Location identification items:
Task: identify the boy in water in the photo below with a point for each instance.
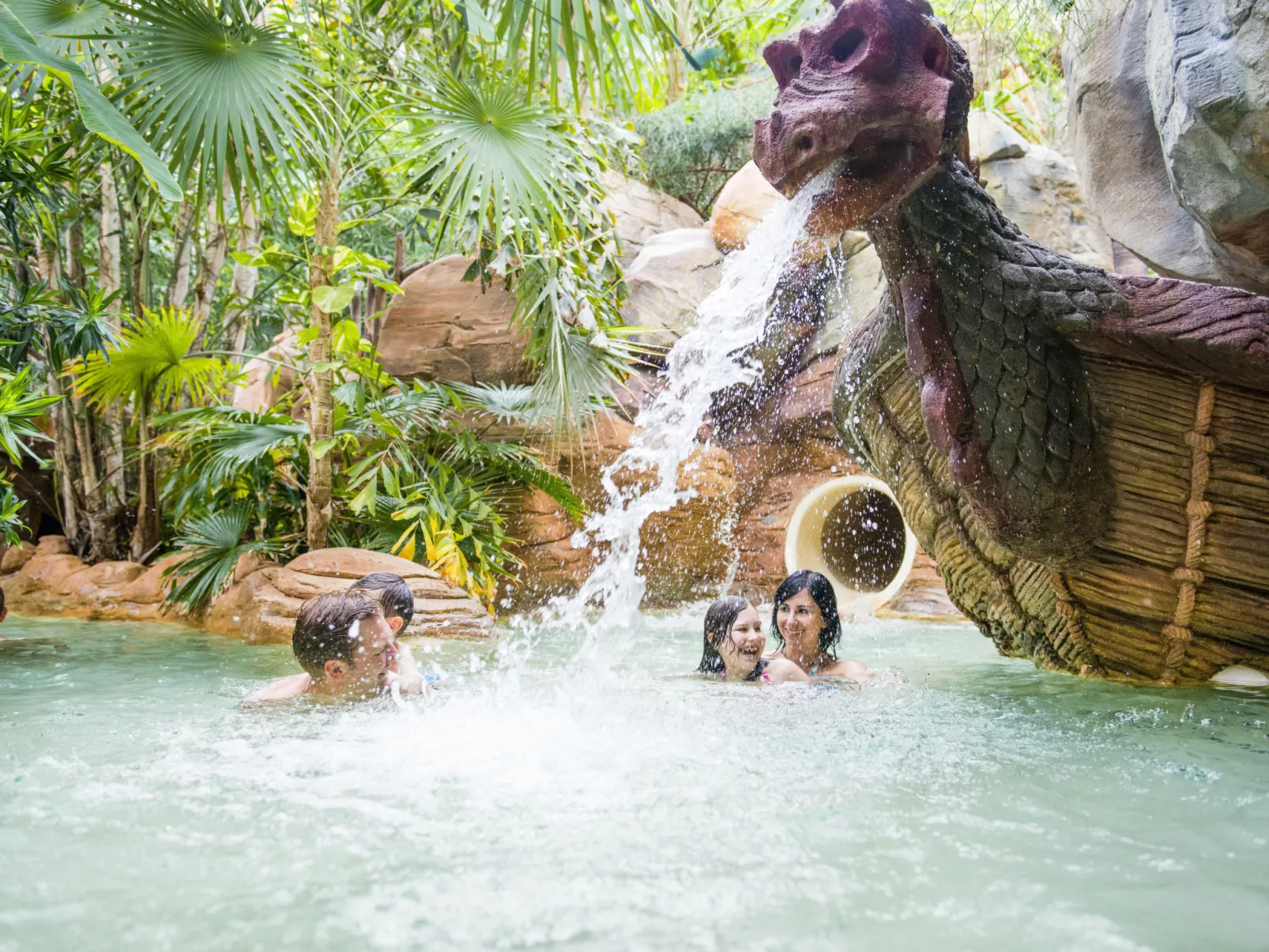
(396, 600)
(345, 648)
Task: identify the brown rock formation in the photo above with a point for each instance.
(263, 602)
(259, 606)
(447, 329)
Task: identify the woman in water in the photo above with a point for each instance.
(806, 625)
(734, 645)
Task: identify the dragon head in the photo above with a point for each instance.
(879, 88)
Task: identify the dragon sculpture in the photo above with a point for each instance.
(1085, 454)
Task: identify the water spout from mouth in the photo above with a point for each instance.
(706, 361)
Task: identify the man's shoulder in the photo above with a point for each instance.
(291, 686)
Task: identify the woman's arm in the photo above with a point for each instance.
(783, 669)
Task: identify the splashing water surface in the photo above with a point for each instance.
(703, 362)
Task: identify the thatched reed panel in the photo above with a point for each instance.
(1139, 399)
(1235, 550)
(1147, 529)
(1124, 644)
(1240, 426)
(1206, 657)
(1139, 592)
(1151, 468)
(1237, 615)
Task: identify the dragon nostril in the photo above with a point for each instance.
(845, 46)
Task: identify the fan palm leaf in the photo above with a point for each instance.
(215, 544)
(217, 90)
(150, 362)
(486, 152)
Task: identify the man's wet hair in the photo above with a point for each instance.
(393, 592)
(326, 629)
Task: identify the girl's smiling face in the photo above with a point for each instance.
(800, 623)
(743, 646)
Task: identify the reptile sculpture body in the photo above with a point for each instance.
(1085, 454)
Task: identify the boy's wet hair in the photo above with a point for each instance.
(391, 590)
(325, 630)
(718, 619)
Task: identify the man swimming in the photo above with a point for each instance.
(345, 645)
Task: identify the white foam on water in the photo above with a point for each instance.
(705, 362)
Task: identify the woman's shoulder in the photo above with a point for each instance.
(783, 669)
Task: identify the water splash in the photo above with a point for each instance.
(705, 361)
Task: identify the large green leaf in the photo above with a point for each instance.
(226, 96)
(151, 361)
(103, 119)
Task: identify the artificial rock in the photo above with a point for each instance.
(448, 329)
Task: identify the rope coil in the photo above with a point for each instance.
(1188, 575)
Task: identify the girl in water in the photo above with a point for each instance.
(806, 625)
(734, 645)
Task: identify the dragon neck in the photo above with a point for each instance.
(1003, 393)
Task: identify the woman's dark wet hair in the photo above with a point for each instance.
(824, 596)
(718, 619)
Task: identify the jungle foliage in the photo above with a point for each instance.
(182, 182)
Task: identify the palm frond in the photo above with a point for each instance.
(485, 152)
(150, 361)
(215, 545)
(217, 90)
(505, 403)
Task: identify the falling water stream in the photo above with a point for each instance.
(702, 363)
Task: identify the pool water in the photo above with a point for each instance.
(542, 803)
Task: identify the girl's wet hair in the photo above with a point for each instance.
(718, 619)
(824, 596)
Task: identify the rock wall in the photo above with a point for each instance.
(446, 329)
(261, 604)
(1169, 113)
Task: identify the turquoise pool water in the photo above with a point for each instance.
(979, 805)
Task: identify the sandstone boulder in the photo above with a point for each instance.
(672, 273)
(446, 329)
(1207, 70)
(262, 607)
(641, 213)
(992, 138)
(17, 556)
(267, 376)
(740, 206)
(1114, 137)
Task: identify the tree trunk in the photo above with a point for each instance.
(146, 535)
(322, 403)
(75, 253)
(209, 268)
(100, 518)
(178, 287)
(65, 468)
(109, 278)
(238, 313)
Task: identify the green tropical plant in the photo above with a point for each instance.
(219, 92)
(213, 544)
(150, 367)
(21, 405)
(19, 47)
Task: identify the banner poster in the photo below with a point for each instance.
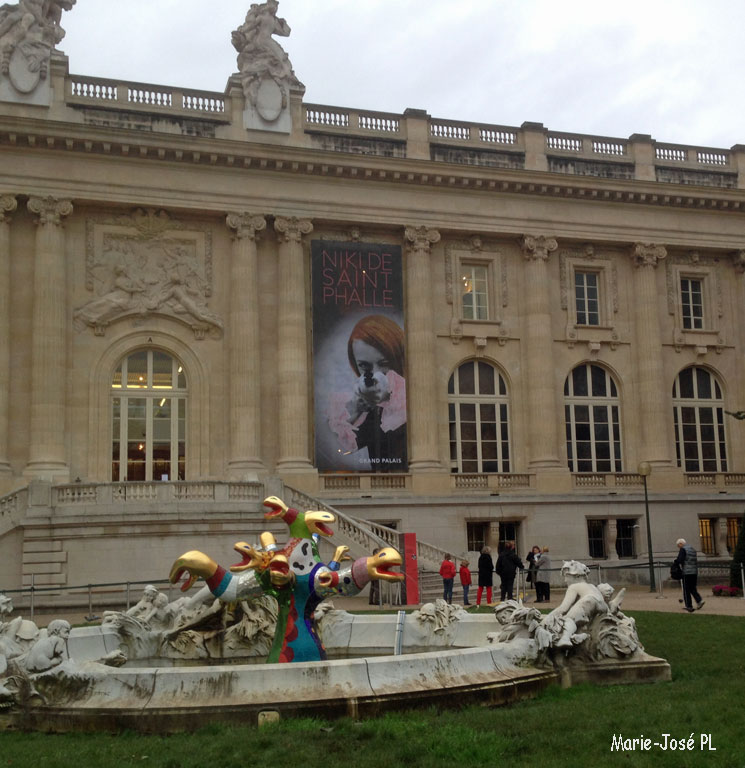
(358, 357)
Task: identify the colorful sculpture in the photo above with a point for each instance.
(293, 574)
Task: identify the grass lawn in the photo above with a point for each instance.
(572, 728)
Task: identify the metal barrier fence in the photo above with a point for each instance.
(96, 598)
(93, 597)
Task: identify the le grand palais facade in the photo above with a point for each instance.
(471, 332)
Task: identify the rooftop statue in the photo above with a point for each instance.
(29, 31)
(263, 64)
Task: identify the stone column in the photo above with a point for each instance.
(543, 415)
(612, 536)
(8, 204)
(243, 346)
(293, 379)
(421, 386)
(653, 392)
(47, 459)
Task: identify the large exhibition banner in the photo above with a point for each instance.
(358, 357)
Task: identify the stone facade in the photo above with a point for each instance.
(148, 224)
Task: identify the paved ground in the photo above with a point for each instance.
(635, 599)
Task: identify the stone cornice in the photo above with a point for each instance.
(22, 134)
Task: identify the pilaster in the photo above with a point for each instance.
(47, 458)
(8, 204)
(652, 388)
(543, 415)
(420, 350)
(243, 346)
(293, 378)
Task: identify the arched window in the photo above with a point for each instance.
(479, 423)
(148, 409)
(591, 412)
(698, 411)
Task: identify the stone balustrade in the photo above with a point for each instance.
(417, 135)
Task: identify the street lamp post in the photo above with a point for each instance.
(645, 469)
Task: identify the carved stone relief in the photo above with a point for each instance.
(29, 32)
(265, 70)
(147, 264)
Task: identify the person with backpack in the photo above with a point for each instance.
(486, 575)
(508, 563)
(464, 572)
(447, 571)
(687, 559)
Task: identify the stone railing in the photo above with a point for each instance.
(82, 494)
(365, 482)
(417, 135)
(610, 480)
(367, 535)
(490, 482)
(714, 479)
(144, 97)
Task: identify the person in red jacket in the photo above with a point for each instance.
(465, 579)
(447, 571)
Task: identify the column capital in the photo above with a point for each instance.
(8, 204)
(537, 247)
(291, 229)
(738, 261)
(648, 254)
(245, 225)
(421, 238)
(50, 209)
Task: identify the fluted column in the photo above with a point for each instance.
(243, 345)
(421, 385)
(292, 365)
(543, 417)
(8, 204)
(652, 390)
(48, 344)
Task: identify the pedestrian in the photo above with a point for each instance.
(464, 574)
(534, 553)
(447, 571)
(508, 563)
(486, 575)
(543, 577)
(688, 561)
(374, 597)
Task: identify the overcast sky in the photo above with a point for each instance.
(670, 68)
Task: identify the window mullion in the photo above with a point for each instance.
(149, 434)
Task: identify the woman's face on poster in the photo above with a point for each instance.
(369, 359)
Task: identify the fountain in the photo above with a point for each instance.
(159, 664)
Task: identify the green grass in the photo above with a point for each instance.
(560, 728)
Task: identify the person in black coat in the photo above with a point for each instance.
(486, 575)
(507, 564)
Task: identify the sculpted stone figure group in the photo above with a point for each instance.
(587, 625)
(29, 31)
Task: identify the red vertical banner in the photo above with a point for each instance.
(410, 569)
(358, 357)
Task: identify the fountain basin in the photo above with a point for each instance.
(84, 695)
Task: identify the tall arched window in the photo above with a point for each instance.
(698, 411)
(591, 412)
(148, 409)
(479, 421)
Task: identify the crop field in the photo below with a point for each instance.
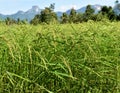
(60, 58)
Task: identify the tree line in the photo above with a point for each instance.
(48, 16)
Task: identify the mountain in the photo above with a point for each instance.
(29, 14)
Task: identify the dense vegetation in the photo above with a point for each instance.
(69, 58)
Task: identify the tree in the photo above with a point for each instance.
(46, 16)
(88, 13)
(64, 18)
(72, 16)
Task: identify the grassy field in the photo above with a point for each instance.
(69, 58)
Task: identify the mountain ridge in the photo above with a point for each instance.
(30, 13)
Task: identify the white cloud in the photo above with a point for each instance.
(66, 7)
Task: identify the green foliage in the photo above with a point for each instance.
(46, 16)
(64, 18)
(72, 16)
(69, 58)
(108, 11)
(88, 13)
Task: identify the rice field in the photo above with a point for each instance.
(60, 58)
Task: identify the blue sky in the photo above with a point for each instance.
(12, 6)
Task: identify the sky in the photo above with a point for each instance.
(12, 6)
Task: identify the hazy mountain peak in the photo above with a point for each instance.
(34, 9)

What you will do: Give the material again exactly as it is, but keep the pictures out.

Task output:
Task: identify the boy in water in the photo below with a point for each instance.
(396, 600)
(345, 648)
Task: identify the brown rock formation in the photo above with a point for each instance.
(263, 602)
(259, 606)
(447, 329)
Task: identify the woman in water in the photo above with a point for each instance.
(806, 625)
(734, 645)
Task: identify the dragon head in the photo above with a point for each instance.
(879, 88)
Task: identify the dragon sculpture in the photo above with a point for each instance.
(1085, 454)
Task: identify the water spout from mouth in the photo above with a point for each instance.
(706, 361)
Task: identify the man's shoulder in the photo above with a point for each instance.
(291, 686)
Task: identify the woman's arm in the photo above with a point for each instance.
(783, 669)
Task: identify the splashing water surface in the photo above with a point for each instance.
(703, 362)
Task: identify the thatched reed panel in the photo above with a point for each instance.
(1139, 399)
(1235, 550)
(1147, 529)
(1124, 644)
(1240, 426)
(1206, 657)
(1139, 592)
(1151, 468)
(1237, 615)
Task: identify the dragon nostril in the photo above with a point for each instance.
(845, 46)
Task: identify the fan palm leaf in the photo above with a point for each instance.
(215, 544)
(217, 90)
(150, 362)
(486, 152)
Task: identify the man's wet hair in the photo above with a point for each instance.
(393, 592)
(326, 629)
Task: identify the girl's smiling face in the photo above with a point for each instance.
(800, 623)
(743, 646)
Task: identify the reptile sculpture body in the photo above with a point for each instance.
(1085, 454)
Task: identify the boy's wet hair in the photo above with a point for each instance.
(391, 590)
(325, 630)
(718, 619)
Task: identify the man swimming in the photo above with a point for each instance.
(345, 645)
Task: identify the white foam on water in the photo above with a point for each instance.
(705, 362)
Task: identify the woman's shoulder in the photo above with a point for each instance.
(783, 669)
Task: identify the water splash in the photo above with a point for each instance.
(705, 361)
Task: identify the large green leaf in the photo above with a point for each instance.
(226, 96)
(151, 361)
(103, 119)
Task: identify the artificial rock in the photo above with a point for each instance.
(448, 329)
Task: identify the rope coil in the photo above with a point for each instance.
(1188, 575)
Task: identify the girl in water in the photo above with a point for each instance.
(806, 625)
(734, 645)
Task: identify the dragon neck in the photo above with a point for each instance.
(1003, 393)
Task: identify the woman's dark wet hair in the photo above with a point for each instance.
(824, 596)
(718, 619)
Task: identify the jungle foliage in the photo above with a point for each instance.
(182, 182)
Task: identify the palm frond in the photo above with a point for each instance.
(485, 152)
(150, 361)
(215, 545)
(217, 90)
(505, 403)
Task: identify the falling water stream in the photo above with a point for each instance.
(702, 363)
Task: identify the pool water in the photo above with a point for each instance.
(542, 803)
Task: identify the girl's wet hair in the photo above with a point for each instance.
(718, 619)
(824, 596)
Task: identify the rock wall in the photo above with a point for each instance.
(446, 329)
(261, 604)
(1169, 113)
Task: identify the turquoise pool water in the photo above with a point for each instance.
(979, 805)
Task: identify the sandstone boulder in the photo above with a point for each instance.
(672, 273)
(446, 329)
(1207, 70)
(262, 607)
(641, 213)
(992, 138)
(17, 556)
(267, 376)
(740, 206)
(1114, 137)
Task: identify the tree trunk in the photo above with a point for each instance.
(146, 535)
(322, 403)
(75, 253)
(209, 268)
(100, 518)
(178, 287)
(65, 468)
(109, 278)
(238, 313)
Task: identify the green tropical plant in the photo above with a point for each instance.
(219, 92)
(213, 544)
(150, 367)
(21, 405)
(19, 47)
Task: identify the banner poster in the photo below with a point for each instance.
(358, 357)
Task: identify the colorful sculpture in the photo above with a point for each instance.
(293, 574)
Task: identify the grass lawn in the photo above with a point for each instance.
(572, 728)
Task: identify the metal barrier fence in the photo above with a point for each instance.
(96, 598)
(93, 597)
Task: identify the le grand palais facade in the photo above with a point for each instance.
(471, 332)
Task: identify the rooftop statue in the photo above with a point for each instance.
(29, 31)
(263, 64)
Task: identify the stone column in the photo above with a point for each instance.
(543, 415)
(612, 536)
(8, 204)
(243, 346)
(293, 379)
(421, 386)
(653, 392)
(47, 459)
Task: identify the large exhibition banner in the photo above with a point for each instance.
(358, 357)
Task: identify the stone facade in the photo above with a point for each instance.
(148, 224)
Task: identify the paved ground in the photo above with a point for each instance.
(635, 599)
Task: identify the stone cornice in the photo above with a point for each instance.
(22, 134)
Task: identify the pilaster in the photo above with a point for each instance.
(47, 458)
(8, 204)
(652, 388)
(543, 415)
(420, 350)
(243, 346)
(293, 378)
Task: identify the arched window in the photo above with a point for each instance.
(479, 423)
(148, 409)
(591, 412)
(698, 411)
Task: identify the stone balustrade in the photo above with a point for each instance.
(417, 135)
Task: identify the street lamp post in the photo above with a point for each instance.
(645, 469)
Task: identify the carved stone relief in the photo above with a point for each instance.
(29, 32)
(265, 70)
(147, 264)
Task: identify the person with backpack in the photo above with a point for each instance.
(486, 575)
(508, 563)
(464, 572)
(447, 571)
(687, 559)
Task: identify the stone railing in the photo above with a point for each instance.
(82, 494)
(365, 482)
(417, 135)
(610, 480)
(367, 535)
(490, 482)
(714, 479)
(144, 97)
Task: identify the person in red jacket in the photo above with a point for each instance.
(465, 579)
(447, 571)
Task: identify the column capital in the photo above with a point for each instance.
(8, 204)
(537, 247)
(291, 229)
(738, 261)
(648, 254)
(245, 225)
(421, 238)
(50, 209)
Task: identify the fluted column in the photo above with a point for each instance.
(243, 345)
(421, 385)
(292, 365)
(543, 417)
(8, 204)
(652, 390)
(48, 344)
Task: identify the pedestrian in the photo above with a point for each instance.
(464, 574)
(534, 553)
(447, 571)
(508, 563)
(486, 575)
(543, 577)
(688, 561)
(374, 597)
Task: identify the overcast sky in the photo above with a point for each instance.
(670, 68)
Task: identify the window mullion in the photo above with a point for each instance.
(149, 434)
Task: identify the woman's face on poster in the photo above with a point for each instance.
(369, 359)
Task: identify the fountain in the photo above with a point for each instance.
(159, 664)
Task: identify the green grass in the photo above with a point for each instance.
(560, 728)
Task: identify the person in black coat in the photo above with a point for each instance.
(486, 575)
(507, 564)
Task: identify the sculpted stone figure group in the photo above with a point for each instance.
(587, 625)
(29, 31)
Task: identify the red vertical banner in the photo above with a point for each instance.
(410, 569)
(358, 357)
Task: identify the fountain basin in the photo above with a point for each instance.
(84, 695)
Task: identify the tall arched window in the photo above with a point for each instance.
(698, 411)
(591, 412)
(148, 409)
(479, 421)
Task: identify the crop field in the photo below with a point for each instance.
(60, 58)
Task: identify the tree line in the photo above with a point for each instance.
(48, 16)
Task: identify the mountain in the photo above with a point for each instance.
(29, 14)
Task: identify the dense vegetation in the photo above with a point for each instance.
(69, 58)
Task: identify the tree in the photo above with a point for each instance.
(46, 16)
(88, 13)
(64, 18)
(72, 16)
Task: identify the grassy field in the photo above with a point for each instance.
(69, 58)
Task: identify the mountain ridge in the photo above with a point for each instance.
(30, 13)
Task: identify the white cloud in the photo above with a point for each instance.
(66, 7)
Task: identify the green foliage in the photo above with a point for each instance.
(46, 16)
(64, 18)
(72, 16)
(69, 58)
(108, 11)
(88, 13)
Task: identify the rice field in the photo above with a point for each instance.
(60, 58)
Task: identify the blue sky in the photo above with a point for each instance.
(12, 6)
Task: identify the sky in the photo above with a point for each instance.
(12, 6)
Task: identify the hazy mountain peak in the photo above with a point for each instance.
(34, 9)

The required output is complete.